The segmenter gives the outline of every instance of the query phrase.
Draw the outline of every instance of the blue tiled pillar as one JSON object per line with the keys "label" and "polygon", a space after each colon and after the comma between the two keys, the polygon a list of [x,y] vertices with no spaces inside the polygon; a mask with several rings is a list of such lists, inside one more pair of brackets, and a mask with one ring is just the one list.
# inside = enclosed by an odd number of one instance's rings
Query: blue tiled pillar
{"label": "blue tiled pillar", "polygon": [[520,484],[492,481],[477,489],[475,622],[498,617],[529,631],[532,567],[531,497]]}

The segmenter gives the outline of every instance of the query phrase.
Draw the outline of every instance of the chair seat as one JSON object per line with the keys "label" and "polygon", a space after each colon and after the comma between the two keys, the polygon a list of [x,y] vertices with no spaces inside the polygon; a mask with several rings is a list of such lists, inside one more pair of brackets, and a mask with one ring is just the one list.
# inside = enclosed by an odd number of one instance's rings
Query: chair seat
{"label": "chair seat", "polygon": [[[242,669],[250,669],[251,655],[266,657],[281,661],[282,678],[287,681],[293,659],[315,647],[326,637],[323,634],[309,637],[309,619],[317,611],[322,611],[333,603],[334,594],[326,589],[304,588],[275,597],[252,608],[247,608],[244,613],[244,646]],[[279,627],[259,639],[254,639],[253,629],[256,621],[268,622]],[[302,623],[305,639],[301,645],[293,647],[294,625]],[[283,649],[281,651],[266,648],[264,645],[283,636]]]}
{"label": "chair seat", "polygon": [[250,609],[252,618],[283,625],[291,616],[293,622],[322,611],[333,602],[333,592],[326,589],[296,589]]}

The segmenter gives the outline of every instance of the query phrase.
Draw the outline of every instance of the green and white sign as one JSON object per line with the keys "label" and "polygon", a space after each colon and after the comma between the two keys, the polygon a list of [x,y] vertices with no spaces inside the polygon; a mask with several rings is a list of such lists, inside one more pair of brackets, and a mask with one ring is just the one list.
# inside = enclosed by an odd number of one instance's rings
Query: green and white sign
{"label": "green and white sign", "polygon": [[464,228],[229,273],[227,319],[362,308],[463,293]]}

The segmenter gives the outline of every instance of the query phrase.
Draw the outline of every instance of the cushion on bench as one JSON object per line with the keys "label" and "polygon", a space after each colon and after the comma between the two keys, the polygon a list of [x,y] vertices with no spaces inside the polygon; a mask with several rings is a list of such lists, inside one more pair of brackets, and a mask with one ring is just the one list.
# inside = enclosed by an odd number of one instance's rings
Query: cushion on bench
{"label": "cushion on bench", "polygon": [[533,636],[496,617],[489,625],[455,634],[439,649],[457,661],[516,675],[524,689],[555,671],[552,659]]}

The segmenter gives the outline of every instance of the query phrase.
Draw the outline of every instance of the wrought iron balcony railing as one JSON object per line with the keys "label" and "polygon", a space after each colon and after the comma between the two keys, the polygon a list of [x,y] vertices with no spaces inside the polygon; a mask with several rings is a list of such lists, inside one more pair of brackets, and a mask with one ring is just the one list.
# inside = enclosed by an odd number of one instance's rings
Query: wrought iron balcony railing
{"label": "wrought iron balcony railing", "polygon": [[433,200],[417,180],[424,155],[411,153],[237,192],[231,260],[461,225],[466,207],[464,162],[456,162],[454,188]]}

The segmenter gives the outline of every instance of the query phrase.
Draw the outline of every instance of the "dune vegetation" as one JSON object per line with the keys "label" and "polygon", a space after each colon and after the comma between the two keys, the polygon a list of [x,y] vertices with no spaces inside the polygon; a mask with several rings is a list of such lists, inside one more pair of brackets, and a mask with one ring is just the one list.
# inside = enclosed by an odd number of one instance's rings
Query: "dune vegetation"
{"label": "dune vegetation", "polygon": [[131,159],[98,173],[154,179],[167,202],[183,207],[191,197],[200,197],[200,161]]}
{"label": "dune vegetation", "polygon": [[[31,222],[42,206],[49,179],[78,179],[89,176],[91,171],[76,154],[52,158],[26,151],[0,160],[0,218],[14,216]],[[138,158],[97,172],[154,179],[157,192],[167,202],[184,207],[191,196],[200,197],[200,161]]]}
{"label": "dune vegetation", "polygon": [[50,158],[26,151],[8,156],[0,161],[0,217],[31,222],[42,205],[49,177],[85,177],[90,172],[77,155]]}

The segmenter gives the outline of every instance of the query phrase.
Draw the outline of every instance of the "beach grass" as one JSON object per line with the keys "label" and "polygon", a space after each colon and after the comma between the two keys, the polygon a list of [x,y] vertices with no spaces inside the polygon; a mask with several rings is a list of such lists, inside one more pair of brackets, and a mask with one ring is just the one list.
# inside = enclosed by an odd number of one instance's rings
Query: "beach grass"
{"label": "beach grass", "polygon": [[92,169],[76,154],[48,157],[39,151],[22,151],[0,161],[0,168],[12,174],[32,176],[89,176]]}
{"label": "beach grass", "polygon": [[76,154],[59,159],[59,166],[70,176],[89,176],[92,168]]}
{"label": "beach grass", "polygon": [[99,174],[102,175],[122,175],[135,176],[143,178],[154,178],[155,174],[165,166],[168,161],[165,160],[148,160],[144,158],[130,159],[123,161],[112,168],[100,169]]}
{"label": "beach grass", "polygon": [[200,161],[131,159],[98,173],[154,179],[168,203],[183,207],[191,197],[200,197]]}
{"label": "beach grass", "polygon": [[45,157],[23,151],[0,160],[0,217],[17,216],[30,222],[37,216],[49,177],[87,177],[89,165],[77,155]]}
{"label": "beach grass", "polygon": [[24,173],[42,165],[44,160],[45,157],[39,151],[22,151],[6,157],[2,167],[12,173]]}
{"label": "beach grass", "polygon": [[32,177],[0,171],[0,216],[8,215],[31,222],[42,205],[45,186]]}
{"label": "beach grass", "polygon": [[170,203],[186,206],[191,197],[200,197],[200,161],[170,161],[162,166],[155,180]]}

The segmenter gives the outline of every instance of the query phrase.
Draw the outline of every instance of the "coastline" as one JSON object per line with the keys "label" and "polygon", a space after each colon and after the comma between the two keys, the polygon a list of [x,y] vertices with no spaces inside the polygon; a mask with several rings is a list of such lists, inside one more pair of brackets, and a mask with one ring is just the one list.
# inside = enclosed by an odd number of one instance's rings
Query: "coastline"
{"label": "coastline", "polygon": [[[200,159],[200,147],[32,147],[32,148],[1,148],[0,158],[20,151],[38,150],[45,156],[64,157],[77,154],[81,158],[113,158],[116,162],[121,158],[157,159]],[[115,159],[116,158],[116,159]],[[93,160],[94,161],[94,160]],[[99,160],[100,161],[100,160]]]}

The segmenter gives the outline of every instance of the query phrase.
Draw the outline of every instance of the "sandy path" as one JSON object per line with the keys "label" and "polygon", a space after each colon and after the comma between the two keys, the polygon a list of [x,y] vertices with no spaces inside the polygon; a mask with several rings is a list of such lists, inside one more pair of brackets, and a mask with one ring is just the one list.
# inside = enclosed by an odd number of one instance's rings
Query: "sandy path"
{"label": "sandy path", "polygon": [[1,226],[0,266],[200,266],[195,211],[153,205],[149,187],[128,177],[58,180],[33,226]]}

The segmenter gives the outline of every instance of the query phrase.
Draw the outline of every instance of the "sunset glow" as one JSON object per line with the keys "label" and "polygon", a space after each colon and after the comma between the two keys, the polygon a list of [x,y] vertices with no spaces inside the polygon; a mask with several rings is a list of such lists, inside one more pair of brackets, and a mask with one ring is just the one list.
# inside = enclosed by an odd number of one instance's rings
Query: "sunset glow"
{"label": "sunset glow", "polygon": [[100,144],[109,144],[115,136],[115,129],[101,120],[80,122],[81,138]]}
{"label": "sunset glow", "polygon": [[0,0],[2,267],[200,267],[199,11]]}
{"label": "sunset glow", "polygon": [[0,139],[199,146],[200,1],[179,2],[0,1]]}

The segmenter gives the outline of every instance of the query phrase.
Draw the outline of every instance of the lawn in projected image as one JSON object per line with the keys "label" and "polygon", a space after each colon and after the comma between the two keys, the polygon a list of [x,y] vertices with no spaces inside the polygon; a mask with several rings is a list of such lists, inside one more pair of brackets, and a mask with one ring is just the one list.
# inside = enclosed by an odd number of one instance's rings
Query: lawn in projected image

### WORK TO COMPLETE:
If a line of the data contains "projected", it counts; report the number of such lines and nothing else.

### RESPONSE:
2